**Work request:** Find "object: dog's ear" and "object: breaking wave" in the records below. Copy the lines holding them and every line between, exactly, and no others.

**Saved entries:**
────────────────────────────────────────

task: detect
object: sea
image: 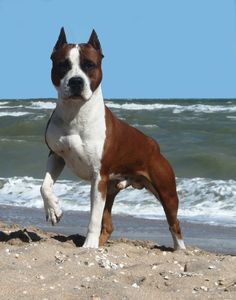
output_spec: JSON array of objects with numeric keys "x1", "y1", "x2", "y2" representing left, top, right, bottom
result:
[{"x1": 0, "y1": 98, "x2": 236, "y2": 228}]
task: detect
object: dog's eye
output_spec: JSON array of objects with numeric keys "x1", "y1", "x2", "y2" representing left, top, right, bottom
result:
[
  {"x1": 56, "y1": 59, "x2": 71, "y2": 77},
  {"x1": 81, "y1": 60, "x2": 96, "y2": 72}
]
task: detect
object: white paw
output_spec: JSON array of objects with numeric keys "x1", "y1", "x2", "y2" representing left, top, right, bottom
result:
[
  {"x1": 172, "y1": 236, "x2": 186, "y2": 251},
  {"x1": 83, "y1": 233, "x2": 99, "y2": 248},
  {"x1": 174, "y1": 239, "x2": 186, "y2": 251},
  {"x1": 44, "y1": 203, "x2": 63, "y2": 225}
]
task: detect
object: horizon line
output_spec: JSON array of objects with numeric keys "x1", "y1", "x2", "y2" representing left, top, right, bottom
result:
[{"x1": 1, "y1": 97, "x2": 236, "y2": 101}]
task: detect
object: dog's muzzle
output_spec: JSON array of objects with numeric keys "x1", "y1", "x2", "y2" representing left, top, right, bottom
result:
[{"x1": 68, "y1": 76, "x2": 84, "y2": 97}]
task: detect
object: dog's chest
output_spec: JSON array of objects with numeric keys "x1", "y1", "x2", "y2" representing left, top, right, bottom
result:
[{"x1": 46, "y1": 114, "x2": 106, "y2": 180}]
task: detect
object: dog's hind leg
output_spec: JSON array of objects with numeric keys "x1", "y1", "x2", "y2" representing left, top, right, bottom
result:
[
  {"x1": 40, "y1": 152, "x2": 65, "y2": 225},
  {"x1": 148, "y1": 153, "x2": 186, "y2": 250},
  {"x1": 99, "y1": 181, "x2": 120, "y2": 246}
]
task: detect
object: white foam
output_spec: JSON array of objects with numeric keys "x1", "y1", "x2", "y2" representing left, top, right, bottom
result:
[
  {"x1": 0, "y1": 102, "x2": 9, "y2": 106},
  {"x1": 0, "y1": 106, "x2": 24, "y2": 109},
  {"x1": 0, "y1": 112, "x2": 32, "y2": 117},
  {"x1": 106, "y1": 102, "x2": 179, "y2": 111},
  {"x1": 176, "y1": 177, "x2": 236, "y2": 225},
  {"x1": 0, "y1": 176, "x2": 235, "y2": 227},
  {"x1": 106, "y1": 101, "x2": 236, "y2": 114},
  {"x1": 29, "y1": 101, "x2": 56, "y2": 110},
  {"x1": 133, "y1": 124, "x2": 159, "y2": 128},
  {"x1": 0, "y1": 138, "x2": 26, "y2": 143},
  {"x1": 172, "y1": 104, "x2": 236, "y2": 114}
]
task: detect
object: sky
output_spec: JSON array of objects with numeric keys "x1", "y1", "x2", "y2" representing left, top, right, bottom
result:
[{"x1": 1, "y1": 0, "x2": 236, "y2": 99}]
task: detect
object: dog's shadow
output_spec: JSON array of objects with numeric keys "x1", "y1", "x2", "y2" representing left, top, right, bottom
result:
[
  {"x1": 0, "y1": 229, "x2": 42, "y2": 243},
  {"x1": 0, "y1": 228, "x2": 85, "y2": 247},
  {"x1": 52, "y1": 234, "x2": 85, "y2": 247},
  {"x1": 52, "y1": 236, "x2": 174, "y2": 251},
  {"x1": 151, "y1": 245, "x2": 174, "y2": 252},
  {"x1": 0, "y1": 228, "x2": 173, "y2": 251}
]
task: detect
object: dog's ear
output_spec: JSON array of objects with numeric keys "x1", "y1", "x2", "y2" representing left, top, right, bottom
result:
[
  {"x1": 88, "y1": 29, "x2": 104, "y2": 57},
  {"x1": 53, "y1": 27, "x2": 67, "y2": 51}
]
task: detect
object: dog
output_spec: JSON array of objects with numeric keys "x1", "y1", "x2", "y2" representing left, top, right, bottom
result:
[{"x1": 40, "y1": 27, "x2": 186, "y2": 250}]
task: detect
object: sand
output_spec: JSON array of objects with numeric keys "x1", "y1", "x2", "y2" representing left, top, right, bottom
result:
[{"x1": 0, "y1": 221, "x2": 235, "y2": 300}]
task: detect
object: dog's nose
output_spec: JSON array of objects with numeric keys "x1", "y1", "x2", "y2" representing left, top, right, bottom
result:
[{"x1": 68, "y1": 76, "x2": 84, "y2": 89}]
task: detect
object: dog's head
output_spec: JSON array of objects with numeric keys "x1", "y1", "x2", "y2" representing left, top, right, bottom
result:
[{"x1": 51, "y1": 27, "x2": 104, "y2": 101}]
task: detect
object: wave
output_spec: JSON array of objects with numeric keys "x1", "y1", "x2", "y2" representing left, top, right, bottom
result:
[
  {"x1": 0, "y1": 176, "x2": 235, "y2": 227},
  {"x1": 106, "y1": 102, "x2": 179, "y2": 111},
  {"x1": 0, "y1": 99, "x2": 56, "y2": 111},
  {"x1": 133, "y1": 124, "x2": 159, "y2": 128},
  {"x1": 0, "y1": 138, "x2": 26, "y2": 143},
  {"x1": 0, "y1": 112, "x2": 32, "y2": 117},
  {"x1": 0, "y1": 102, "x2": 9, "y2": 106},
  {"x1": 106, "y1": 101, "x2": 236, "y2": 114},
  {"x1": 176, "y1": 178, "x2": 236, "y2": 225},
  {"x1": 1, "y1": 99, "x2": 236, "y2": 116},
  {"x1": 28, "y1": 101, "x2": 56, "y2": 110},
  {"x1": 172, "y1": 104, "x2": 236, "y2": 114}
]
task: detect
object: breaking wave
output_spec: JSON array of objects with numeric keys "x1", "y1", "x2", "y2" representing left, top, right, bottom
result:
[{"x1": 0, "y1": 176, "x2": 235, "y2": 227}]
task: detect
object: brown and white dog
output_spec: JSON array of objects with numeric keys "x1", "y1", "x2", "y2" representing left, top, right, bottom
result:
[{"x1": 40, "y1": 28, "x2": 186, "y2": 250}]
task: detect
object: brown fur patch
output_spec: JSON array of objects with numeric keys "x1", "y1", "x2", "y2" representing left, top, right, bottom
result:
[
  {"x1": 51, "y1": 44, "x2": 75, "y2": 86},
  {"x1": 79, "y1": 44, "x2": 103, "y2": 92},
  {"x1": 100, "y1": 106, "x2": 159, "y2": 180},
  {"x1": 169, "y1": 220, "x2": 183, "y2": 240},
  {"x1": 98, "y1": 177, "x2": 108, "y2": 200}
]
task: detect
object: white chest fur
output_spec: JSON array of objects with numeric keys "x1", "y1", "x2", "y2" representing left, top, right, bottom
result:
[{"x1": 46, "y1": 86, "x2": 106, "y2": 181}]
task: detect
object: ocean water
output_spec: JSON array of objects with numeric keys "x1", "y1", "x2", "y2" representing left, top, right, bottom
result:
[{"x1": 0, "y1": 98, "x2": 236, "y2": 227}]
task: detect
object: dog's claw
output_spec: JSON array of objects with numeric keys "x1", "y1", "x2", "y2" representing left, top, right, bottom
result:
[
  {"x1": 45, "y1": 207, "x2": 63, "y2": 226},
  {"x1": 56, "y1": 212, "x2": 63, "y2": 223}
]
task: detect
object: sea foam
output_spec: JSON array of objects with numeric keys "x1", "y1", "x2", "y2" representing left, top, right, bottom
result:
[
  {"x1": 0, "y1": 176, "x2": 235, "y2": 227},
  {"x1": 106, "y1": 101, "x2": 236, "y2": 114},
  {"x1": 0, "y1": 112, "x2": 32, "y2": 117},
  {"x1": 28, "y1": 101, "x2": 56, "y2": 110}
]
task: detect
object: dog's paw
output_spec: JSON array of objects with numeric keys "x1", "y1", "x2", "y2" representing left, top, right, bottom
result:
[
  {"x1": 46, "y1": 207, "x2": 63, "y2": 226},
  {"x1": 174, "y1": 240, "x2": 186, "y2": 251},
  {"x1": 83, "y1": 233, "x2": 99, "y2": 249}
]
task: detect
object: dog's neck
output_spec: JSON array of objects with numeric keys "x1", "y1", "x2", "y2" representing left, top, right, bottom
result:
[{"x1": 55, "y1": 84, "x2": 105, "y2": 125}]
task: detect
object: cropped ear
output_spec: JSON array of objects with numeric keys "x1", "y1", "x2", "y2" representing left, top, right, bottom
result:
[
  {"x1": 53, "y1": 27, "x2": 67, "y2": 51},
  {"x1": 88, "y1": 29, "x2": 104, "y2": 57}
]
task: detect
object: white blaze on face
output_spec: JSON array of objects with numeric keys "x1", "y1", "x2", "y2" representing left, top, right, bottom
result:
[{"x1": 58, "y1": 45, "x2": 93, "y2": 101}]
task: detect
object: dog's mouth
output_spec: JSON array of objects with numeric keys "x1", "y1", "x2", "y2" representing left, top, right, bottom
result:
[
  {"x1": 69, "y1": 91, "x2": 83, "y2": 99},
  {"x1": 66, "y1": 91, "x2": 90, "y2": 102}
]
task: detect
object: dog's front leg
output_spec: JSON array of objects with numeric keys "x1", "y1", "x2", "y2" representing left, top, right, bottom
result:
[
  {"x1": 40, "y1": 152, "x2": 65, "y2": 225},
  {"x1": 83, "y1": 174, "x2": 107, "y2": 248}
]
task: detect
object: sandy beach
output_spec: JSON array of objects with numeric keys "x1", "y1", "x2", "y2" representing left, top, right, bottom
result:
[{"x1": 0, "y1": 207, "x2": 236, "y2": 299}]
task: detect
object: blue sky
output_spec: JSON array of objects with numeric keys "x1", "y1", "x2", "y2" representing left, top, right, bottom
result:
[{"x1": 1, "y1": 0, "x2": 236, "y2": 99}]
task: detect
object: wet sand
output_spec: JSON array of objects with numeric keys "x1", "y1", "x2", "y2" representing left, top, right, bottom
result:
[{"x1": 0, "y1": 205, "x2": 235, "y2": 255}]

────────────────────────────────────────

**Result:**
object: dog's ear
output_spec: JSON array of objects with numeric keys "x1", "y1", "x2", "y2" representing left, top, right, bottom
result:
[
  {"x1": 88, "y1": 29, "x2": 104, "y2": 57},
  {"x1": 53, "y1": 27, "x2": 67, "y2": 51}
]
task: detect
object: dog
output_spec: JSON array of objects with numeric keys "x1", "y1", "x2", "y2" representing left, top, right, bottom
result:
[{"x1": 40, "y1": 27, "x2": 186, "y2": 250}]
task: detect
object: sand
output_spec: JSON array of objects with numeric keys "x1", "y1", "x2", "y2" representing left, top, right, bottom
result:
[{"x1": 0, "y1": 221, "x2": 235, "y2": 300}]
task: detect
object: dog's nose
output_spec: JSON array of objects with numeric keys "x1", "y1", "x2", "y2" representing left, top, right, bottom
result:
[{"x1": 68, "y1": 76, "x2": 84, "y2": 89}]
task: detect
object: dog's head
output_spec: JSON array of objects with numeric keys "x1", "y1", "x2", "y2" representing left, top, right, bottom
result:
[{"x1": 51, "y1": 27, "x2": 104, "y2": 101}]
task: detect
object: wave
output_spec: JSON array of objects with numeric keys "x1", "y1", "x2", "y2" representing left, top, right, bottom
result:
[
  {"x1": 0, "y1": 176, "x2": 235, "y2": 227},
  {"x1": 106, "y1": 102, "x2": 179, "y2": 111},
  {"x1": 0, "y1": 99, "x2": 56, "y2": 111},
  {"x1": 133, "y1": 124, "x2": 159, "y2": 128},
  {"x1": 0, "y1": 138, "x2": 26, "y2": 143},
  {"x1": 0, "y1": 112, "x2": 32, "y2": 117},
  {"x1": 0, "y1": 102, "x2": 9, "y2": 106},
  {"x1": 106, "y1": 101, "x2": 236, "y2": 114},
  {"x1": 176, "y1": 178, "x2": 236, "y2": 225},
  {"x1": 1, "y1": 99, "x2": 236, "y2": 116},
  {"x1": 28, "y1": 101, "x2": 56, "y2": 110},
  {"x1": 172, "y1": 104, "x2": 236, "y2": 114}
]
task: detect
object: breaking wave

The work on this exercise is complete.